▶ _Required work_: Search term "below": copy each line of the records that contains it.

Natural language region descriptions
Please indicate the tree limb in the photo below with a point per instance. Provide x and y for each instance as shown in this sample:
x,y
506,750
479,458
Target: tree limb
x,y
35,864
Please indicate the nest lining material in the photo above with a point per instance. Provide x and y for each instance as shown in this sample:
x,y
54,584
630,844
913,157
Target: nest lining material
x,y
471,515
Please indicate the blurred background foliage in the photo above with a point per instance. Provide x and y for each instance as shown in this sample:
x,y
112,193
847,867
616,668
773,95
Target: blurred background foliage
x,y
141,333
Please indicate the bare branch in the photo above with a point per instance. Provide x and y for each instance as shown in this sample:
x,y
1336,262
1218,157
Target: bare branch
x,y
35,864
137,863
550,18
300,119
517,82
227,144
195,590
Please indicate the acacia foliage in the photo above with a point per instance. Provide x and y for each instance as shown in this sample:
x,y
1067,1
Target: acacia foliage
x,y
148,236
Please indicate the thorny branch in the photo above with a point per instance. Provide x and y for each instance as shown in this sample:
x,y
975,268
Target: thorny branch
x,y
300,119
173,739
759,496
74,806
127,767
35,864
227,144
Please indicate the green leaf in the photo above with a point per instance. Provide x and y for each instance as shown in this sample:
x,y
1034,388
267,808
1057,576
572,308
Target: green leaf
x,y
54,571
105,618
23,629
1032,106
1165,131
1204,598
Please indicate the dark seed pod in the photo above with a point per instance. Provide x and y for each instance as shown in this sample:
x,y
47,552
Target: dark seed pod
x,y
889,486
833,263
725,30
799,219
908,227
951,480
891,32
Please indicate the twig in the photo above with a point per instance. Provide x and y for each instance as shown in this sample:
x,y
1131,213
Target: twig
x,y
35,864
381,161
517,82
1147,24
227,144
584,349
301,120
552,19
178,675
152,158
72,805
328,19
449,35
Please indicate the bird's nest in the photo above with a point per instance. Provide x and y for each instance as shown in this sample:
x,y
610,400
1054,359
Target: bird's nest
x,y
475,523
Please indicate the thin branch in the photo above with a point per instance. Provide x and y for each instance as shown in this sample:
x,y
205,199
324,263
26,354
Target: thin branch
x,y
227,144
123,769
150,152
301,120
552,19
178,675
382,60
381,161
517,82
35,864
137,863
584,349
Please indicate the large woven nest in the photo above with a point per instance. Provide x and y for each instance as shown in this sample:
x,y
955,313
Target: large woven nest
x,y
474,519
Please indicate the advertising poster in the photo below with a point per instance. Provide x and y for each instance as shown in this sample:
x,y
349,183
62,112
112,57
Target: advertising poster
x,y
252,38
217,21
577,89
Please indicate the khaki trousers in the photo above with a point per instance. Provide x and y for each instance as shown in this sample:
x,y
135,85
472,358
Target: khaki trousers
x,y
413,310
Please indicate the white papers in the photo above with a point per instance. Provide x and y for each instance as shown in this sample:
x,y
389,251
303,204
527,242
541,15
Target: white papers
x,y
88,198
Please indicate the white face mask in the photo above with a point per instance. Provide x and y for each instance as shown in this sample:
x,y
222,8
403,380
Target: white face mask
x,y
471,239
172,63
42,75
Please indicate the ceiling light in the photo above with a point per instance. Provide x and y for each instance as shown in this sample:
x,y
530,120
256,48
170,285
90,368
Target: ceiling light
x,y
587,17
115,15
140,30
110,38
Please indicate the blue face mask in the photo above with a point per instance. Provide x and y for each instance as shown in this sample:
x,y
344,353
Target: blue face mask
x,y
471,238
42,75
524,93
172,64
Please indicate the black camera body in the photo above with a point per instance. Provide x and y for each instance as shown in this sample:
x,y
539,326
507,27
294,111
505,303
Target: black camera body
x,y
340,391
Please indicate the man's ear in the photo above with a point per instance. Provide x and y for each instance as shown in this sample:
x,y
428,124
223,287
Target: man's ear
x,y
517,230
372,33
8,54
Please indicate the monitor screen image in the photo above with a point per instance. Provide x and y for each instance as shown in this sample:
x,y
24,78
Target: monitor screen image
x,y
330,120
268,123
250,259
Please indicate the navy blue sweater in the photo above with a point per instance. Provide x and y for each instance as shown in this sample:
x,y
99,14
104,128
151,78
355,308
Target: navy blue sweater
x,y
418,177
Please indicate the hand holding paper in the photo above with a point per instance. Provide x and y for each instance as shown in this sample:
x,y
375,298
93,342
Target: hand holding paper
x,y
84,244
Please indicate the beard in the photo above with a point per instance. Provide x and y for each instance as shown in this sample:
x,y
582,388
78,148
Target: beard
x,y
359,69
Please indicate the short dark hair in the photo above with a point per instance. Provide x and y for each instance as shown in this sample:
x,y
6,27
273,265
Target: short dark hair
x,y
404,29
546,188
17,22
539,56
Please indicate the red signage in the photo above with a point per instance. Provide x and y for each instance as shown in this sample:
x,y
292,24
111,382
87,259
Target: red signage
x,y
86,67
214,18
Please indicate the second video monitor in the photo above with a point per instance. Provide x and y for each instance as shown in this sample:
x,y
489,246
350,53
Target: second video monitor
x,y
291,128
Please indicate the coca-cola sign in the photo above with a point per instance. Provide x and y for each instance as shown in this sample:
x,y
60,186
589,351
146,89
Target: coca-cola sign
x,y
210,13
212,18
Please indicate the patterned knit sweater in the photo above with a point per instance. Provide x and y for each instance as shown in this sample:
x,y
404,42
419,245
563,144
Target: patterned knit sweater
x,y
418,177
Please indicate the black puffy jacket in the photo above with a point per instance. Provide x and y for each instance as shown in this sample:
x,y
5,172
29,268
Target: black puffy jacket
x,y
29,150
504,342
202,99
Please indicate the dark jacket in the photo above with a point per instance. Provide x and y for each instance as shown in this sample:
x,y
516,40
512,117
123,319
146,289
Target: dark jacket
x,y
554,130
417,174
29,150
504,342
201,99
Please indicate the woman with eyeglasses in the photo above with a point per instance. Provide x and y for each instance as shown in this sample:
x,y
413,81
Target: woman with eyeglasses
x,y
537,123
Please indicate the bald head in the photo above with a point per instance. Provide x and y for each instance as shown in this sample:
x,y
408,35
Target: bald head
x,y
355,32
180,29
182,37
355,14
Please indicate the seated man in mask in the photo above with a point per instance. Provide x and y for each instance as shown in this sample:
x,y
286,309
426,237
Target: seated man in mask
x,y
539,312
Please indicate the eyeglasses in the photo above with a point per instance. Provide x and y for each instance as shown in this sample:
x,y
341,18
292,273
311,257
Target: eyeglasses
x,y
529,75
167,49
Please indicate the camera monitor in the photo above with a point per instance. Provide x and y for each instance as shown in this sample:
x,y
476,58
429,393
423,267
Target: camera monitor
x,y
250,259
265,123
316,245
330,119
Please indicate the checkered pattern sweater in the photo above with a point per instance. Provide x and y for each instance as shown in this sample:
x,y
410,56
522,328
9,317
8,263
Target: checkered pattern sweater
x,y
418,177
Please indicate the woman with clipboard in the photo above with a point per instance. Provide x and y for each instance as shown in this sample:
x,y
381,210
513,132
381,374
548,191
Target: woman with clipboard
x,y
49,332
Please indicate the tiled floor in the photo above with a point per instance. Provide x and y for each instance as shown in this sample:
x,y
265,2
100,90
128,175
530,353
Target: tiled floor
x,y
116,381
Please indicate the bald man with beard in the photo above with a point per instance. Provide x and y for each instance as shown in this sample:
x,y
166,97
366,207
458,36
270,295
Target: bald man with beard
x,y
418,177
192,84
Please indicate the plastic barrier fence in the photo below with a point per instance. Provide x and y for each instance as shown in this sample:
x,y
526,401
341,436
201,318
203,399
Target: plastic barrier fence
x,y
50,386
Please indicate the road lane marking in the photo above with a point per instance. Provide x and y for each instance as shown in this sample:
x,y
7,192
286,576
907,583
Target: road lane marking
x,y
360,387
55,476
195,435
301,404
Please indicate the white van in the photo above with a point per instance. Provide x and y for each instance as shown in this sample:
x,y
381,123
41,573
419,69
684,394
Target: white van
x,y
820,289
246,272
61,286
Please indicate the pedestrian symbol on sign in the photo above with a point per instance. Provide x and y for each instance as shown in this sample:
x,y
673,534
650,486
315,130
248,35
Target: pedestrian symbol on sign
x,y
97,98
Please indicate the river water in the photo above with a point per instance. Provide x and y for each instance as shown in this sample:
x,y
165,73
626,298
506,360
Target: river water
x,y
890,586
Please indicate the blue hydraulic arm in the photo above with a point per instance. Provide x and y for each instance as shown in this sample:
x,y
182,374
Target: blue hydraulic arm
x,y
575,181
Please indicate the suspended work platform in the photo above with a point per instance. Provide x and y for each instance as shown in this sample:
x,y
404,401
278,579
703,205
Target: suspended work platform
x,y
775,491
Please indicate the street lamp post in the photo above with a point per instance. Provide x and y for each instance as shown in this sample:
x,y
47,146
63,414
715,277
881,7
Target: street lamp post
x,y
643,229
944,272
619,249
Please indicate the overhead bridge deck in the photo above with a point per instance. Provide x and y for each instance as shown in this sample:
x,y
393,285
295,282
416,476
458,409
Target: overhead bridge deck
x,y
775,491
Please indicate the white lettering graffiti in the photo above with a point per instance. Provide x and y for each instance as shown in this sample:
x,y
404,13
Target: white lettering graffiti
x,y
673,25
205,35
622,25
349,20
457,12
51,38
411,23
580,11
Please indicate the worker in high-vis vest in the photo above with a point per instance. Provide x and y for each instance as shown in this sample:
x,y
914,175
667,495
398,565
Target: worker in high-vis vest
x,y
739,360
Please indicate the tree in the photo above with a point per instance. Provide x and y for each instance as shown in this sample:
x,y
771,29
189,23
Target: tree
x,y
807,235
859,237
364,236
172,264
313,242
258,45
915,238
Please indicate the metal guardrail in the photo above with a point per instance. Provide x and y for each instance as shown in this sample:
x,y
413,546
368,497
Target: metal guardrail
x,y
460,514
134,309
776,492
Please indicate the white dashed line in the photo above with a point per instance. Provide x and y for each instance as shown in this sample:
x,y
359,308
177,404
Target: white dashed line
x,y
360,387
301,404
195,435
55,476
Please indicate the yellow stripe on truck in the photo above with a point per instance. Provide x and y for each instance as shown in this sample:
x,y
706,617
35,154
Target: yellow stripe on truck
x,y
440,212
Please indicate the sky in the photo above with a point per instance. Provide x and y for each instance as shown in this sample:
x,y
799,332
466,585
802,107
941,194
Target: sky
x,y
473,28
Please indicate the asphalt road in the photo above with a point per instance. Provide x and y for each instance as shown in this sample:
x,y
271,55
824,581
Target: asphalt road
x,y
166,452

▶ _Task output_:
Please indicate the tree limb in the photo below with a point per instance. Provide x and y for each instance as shown in this sample:
Please indicate the advertising poster in the photo below with a point per instance. Provide x and y for each instance as shown in this sample:
Please indicate the plastic barrier fence in the photo below with a point per instance. Provide x and y for each instance as shown in this sample:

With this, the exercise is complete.